▶ _Written request A_
In the primarch poetry thread, which primarch does HalfAPrimarch say they like the least of all?

-- START OF Selected extract --

# Primarch Poetry



## HalfAPrimarch (Apr 27, 2016)

A friend told me to post this here,
although I thought that just a mere
poem would make the topic miss.
Well, anyway, I present you guys this:

First one the stubborn, kept secrets within,
was also the first to hunt down his own kin.


The Second one peaceful, forgiveness his pace,
his life had been ended with a smile on his face.


The Third one proud and without care,
now weeping and cold in the dark somewhere.


Fourth one short-tempered with childish behaviour,
seeking out only revenge he could savour.


Fifth often forgotten, too fast to be seen,
still eager to fulfil his promise to 15.


The Sixth the untamed, the wildest offspring,
now executioner and the Wolven King


To a heavy duty the Seventh was bound,
masochistic, yet proud and standing his ground.


The Eighth was the sadist and fear was his reign,
too twisted to ever take shape again.


The Ninth was divine, all daemons he’d sear,
killed by his brother, leaving a bloody tear.


The flesh is weak, replace all you must,
though slain was the Tenth by his person of trust.


----------



## HalfAPrimarch (Apr 27, 2016)

The Eleventh one broken and cracked to the core,
seeking peace in death forevermore.


Twelfth was the butcher, always ready to die,
was drowned in rage through the cause of a lie.


Thirteenth, the righteous, the most perfect son,
does everything better than others could’ve done.


Fourteenth so spiteful and easy to provoke,
his only aim was his own ego to stroke.


The Fifteenth, the one that saw it all through,
yet fooled by the trickster without having a clue.


Sixteenth, the favourite, the one without sin,
unaware of how corruption blossomed within.


Seventeenth plotting and quite weak-tempered,
couldn’t go ten seconds without being pampered.


The Eighteenth pure-hearted and always nice,
the Eighth would make sure he’d pay the price.


Nineteenth was agile and sneaky to the core,
bound to exile, leaving nevermore.


Now the twentieth, leaving no one know,
whom is a friend and whom is foe.


 No, what is this, ‘tis not how it’s done!
There’s no such thing as twenty-one!
"I remain in the shadows for my time to come,
but I’ve had my fun and now I’ll be gone!"
If you ain’t Alpharius, then another son…?
"Well, yes and no, my name is Omegon."


----------



## ExaltedUrizen (Jul 26, 2013)

Love most of them, except Lorgar's one. Seems a bit harsh haha.


----------



## HalfAPrimarch (Apr 27, 2016)

Maybe, haha. But every time I'm trying to write something remotely nice about him, I remember Argel Tal's story. And then I remember Erebus.
And then I suddenly feel like I should go for a different approach, regarding what he deserves...


----------



## ExaltedUrizen (Jul 26, 2013)

Yeah you're right, but I am a bit biased haha


----------



## HalfAPrimarch (Apr 27, 2016)

Oh, I can tell, Mr. "ExaltedUrizen with a Word Bearer as his profile picture and a quote of Erebus in his signature", I can tell... Don't need to investigate for that one! But I'm a bit biased too on this one. Lorgar is probably the one I like the least of all. Then Girlyman- I mean Guilliman. Because as much as I dislike Fulgrim... He has style sometimes.

-- END OF Selected extract --
-- START OF Listed entries --

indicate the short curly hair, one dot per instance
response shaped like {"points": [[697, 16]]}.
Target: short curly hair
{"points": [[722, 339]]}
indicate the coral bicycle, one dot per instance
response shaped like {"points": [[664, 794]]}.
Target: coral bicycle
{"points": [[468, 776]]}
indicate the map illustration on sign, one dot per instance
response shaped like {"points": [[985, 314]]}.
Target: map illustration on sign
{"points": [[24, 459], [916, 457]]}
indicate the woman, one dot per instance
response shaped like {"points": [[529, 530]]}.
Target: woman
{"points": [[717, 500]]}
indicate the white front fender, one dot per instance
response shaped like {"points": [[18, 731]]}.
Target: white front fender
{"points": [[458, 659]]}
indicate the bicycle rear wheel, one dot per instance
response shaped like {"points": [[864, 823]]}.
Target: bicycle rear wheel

-- END OF Listed entries --

▶ _Written request B_
Count the lines of the listing above that contain the string "front", where case counts, and reply with the number alone.

▶ _Exercise result A_
Lorgar

▶ _Exercise result B_
2